_TEXT PASSAGE_
[Begin]

In Europe, Lado et al. (2008) modelled the spatial distribution of Hg in topsoil in 28 countries using 1588 soil samples from the Forum of European Geological Surveys (FOREGS) geochemical database (Salminen et al., 2005). According to their findings, the median Hg value in soils for Europe was about 40 μg kg−1. Northern European soils typically contain more Hg in comparison with Central and Southern European soils because a wet and cold climate favours the build-up of soil organic material (Ottesen et al., 2013). The project Geochemical Mapping of Agricultural and Grazing Land Soil in Europe (GEMAS), that was based on 2211 samples from agricultural land (0–20 cm; median of 30 μg kg−1) and 2118 samples from permanent grasslands (0–10 cm; median of 35 μg kg−1) identified high Hg concentrations close to urban centers such as Paris and London (Reimann et al., 2018a).
High local soil Hg concentrations, might be due to either high geogenic Hg levels, anthropogenic pollution through mining (Gosar et al., 2016; Millán et al., 2006), operation of base-metal smelters (Eckley et al., 2015; Eckley et al., 2011) or chemical manufacturing processes (Osterwalder et al., 2019; Zhu et al., 2018). Most important Hg mining areas in Europe include the Idrija mine in Slovenia (Gosar et al., 2016) and the Almadén mine in Spain (Millán et al., 2006) where high geogenic Hg levels occur and soil Hg concentrations exceed 106 μg kg−1. Centuries of mining activities have contributed to a dispersion of Hg contamination in soils through mine tailings, enhanced water and wind erosion of outcrops and processed ore storages. Elevated Hg concentrations in soils contaminated through airborne transport of Hg have been reported in proximity to point sources (smelting of metals, e.g. Hg, Pb (Ettler et al., 2007), and Zn (Estrade et al., 2011)) and coal combustion (Dragović et al., 2013). The vicinity of metal industry or coal-fired power plants especially in the border area of the Czech Republic, Germany and Poland was an important driver in Hg spatial distribution (Reimann et al., 2018a).
According to literature, there are two main factors controlling Hg distribution in soils on a local to continental scale: a) naturally enriched Hg sites such as geothermal systems and proximity to related anthropogenic activities such as mining and ore processing; b) vegetation activity and carbon build-up in soils that control the accumulation of atmospheric Hg in soils.

[End]

_REQUEST A_
Give the number of lines in the listing that contain the word "wrinkled". Reply with the number only.
The text and the listing are separate, unrelated material.

_Labeled-object pointing entries_
[Begin]

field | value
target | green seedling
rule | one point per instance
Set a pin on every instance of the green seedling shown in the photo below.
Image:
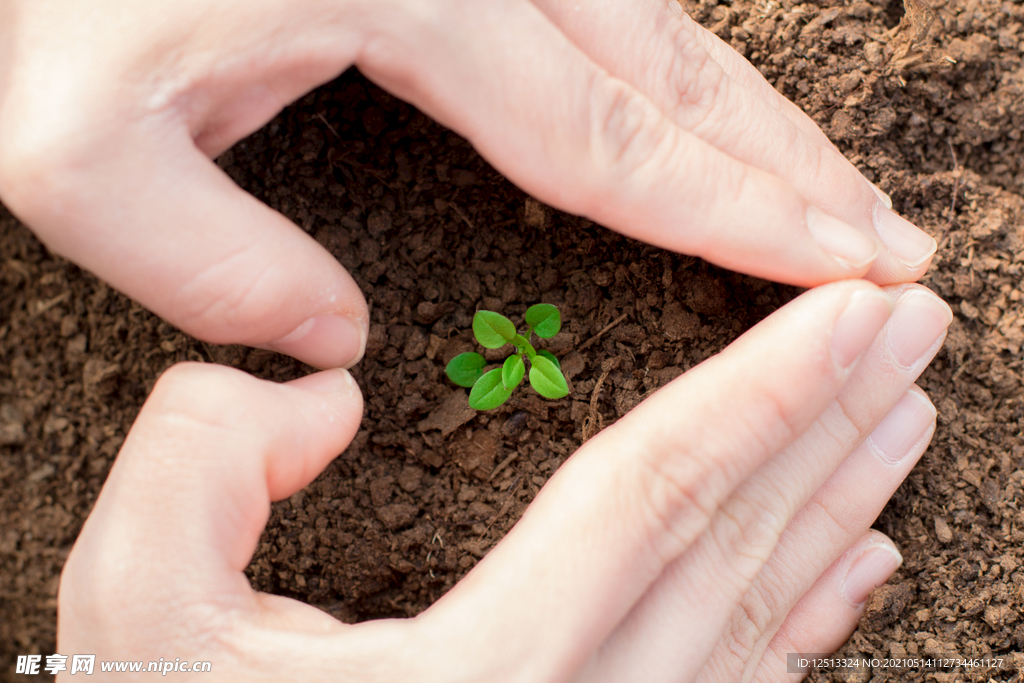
(493, 330)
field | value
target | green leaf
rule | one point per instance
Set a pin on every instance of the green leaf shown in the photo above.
(488, 391)
(550, 356)
(547, 378)
(493, 330)
(524, 346)
(465, 369)
(545, 319)
(512, 372)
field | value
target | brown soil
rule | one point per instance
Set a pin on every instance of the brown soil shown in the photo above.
(931, 111)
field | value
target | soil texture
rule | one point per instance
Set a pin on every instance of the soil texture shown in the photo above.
(928, 100)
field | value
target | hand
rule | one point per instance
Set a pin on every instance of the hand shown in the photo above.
(719, 525)
(625, 112)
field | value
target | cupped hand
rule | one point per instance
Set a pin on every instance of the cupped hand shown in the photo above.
(625, 112)
(722, 523)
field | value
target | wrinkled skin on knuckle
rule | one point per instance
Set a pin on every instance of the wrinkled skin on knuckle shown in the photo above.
(202, 395)
(228, 296)
(676, 491)
(694, 82)
(628, 134)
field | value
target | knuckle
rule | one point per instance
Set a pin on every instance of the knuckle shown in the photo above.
(628, 134)
(679, 495)
(696, 84)
(196, 395)
(40, 158)
(233, 296)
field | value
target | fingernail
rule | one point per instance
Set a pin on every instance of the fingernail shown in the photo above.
(335, 382)
(868, 571)
(888, 201)
(905, 425)
(904, 241)
(916, 324)
(858, 325)
(844, 243)
(325, 341)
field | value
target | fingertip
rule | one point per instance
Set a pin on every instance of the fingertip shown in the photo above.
(328, 340)
(909, 245)
(848, 246)
(875, 559)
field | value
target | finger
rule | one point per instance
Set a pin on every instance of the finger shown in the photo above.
(709, 582)
(590, 143)
(187, 498)
(680, 71)
(819, 536)
(826, 615)
(635, 497)
(107, 172)
(184, 241)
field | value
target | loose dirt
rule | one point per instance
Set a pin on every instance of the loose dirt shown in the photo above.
(929, 102)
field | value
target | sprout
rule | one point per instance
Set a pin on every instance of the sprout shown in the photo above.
(493, 330)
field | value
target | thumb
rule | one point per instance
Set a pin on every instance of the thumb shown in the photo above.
(142, 208)
(181, 512)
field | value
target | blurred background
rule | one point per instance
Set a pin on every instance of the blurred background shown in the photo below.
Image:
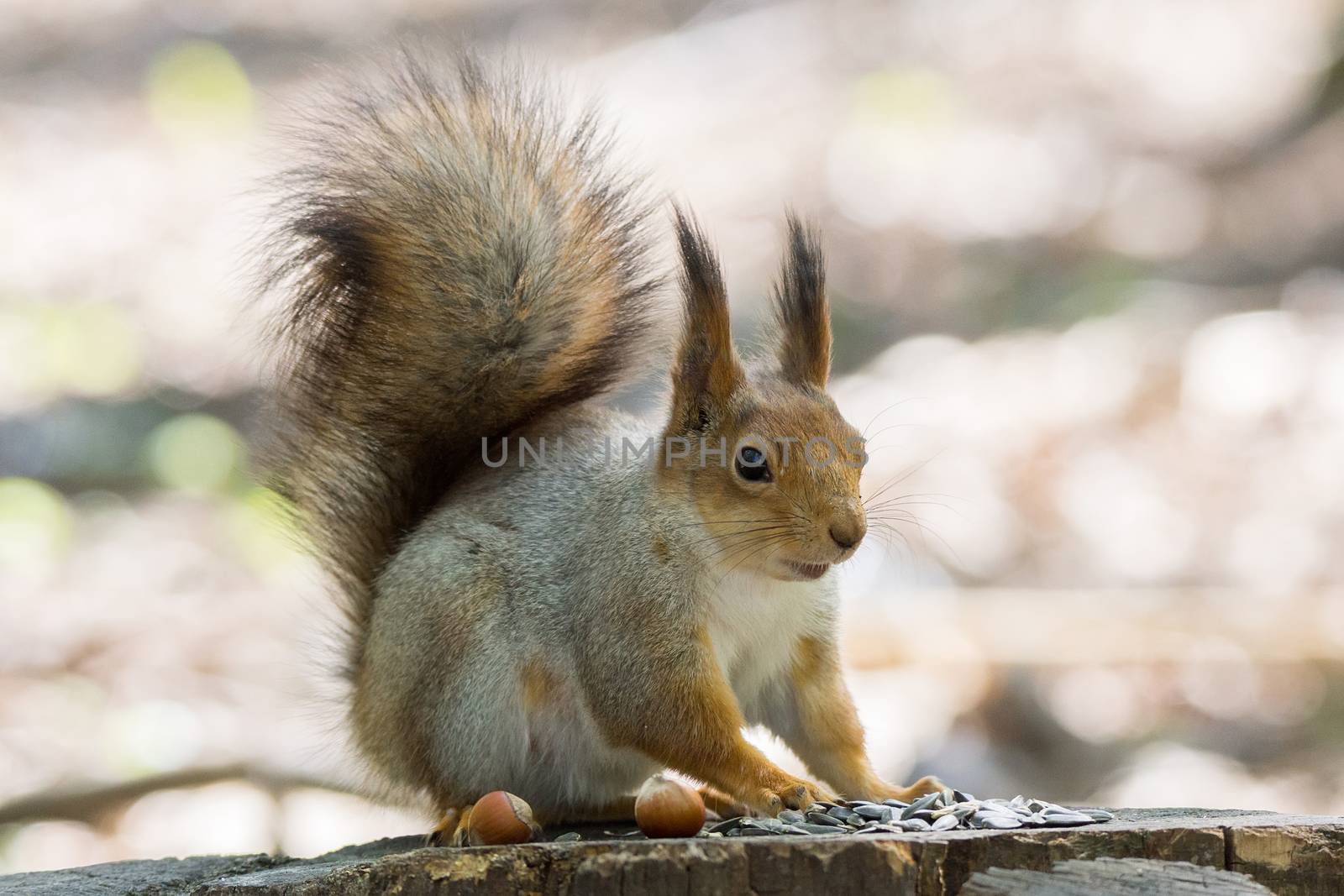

[End]

_REQUEST B_
In the soil mercury text, what median Hg value for European soils did Lado et al. (2008) report?

_RESULT A_
2

_RESULT B_
About 40 μg kg−1.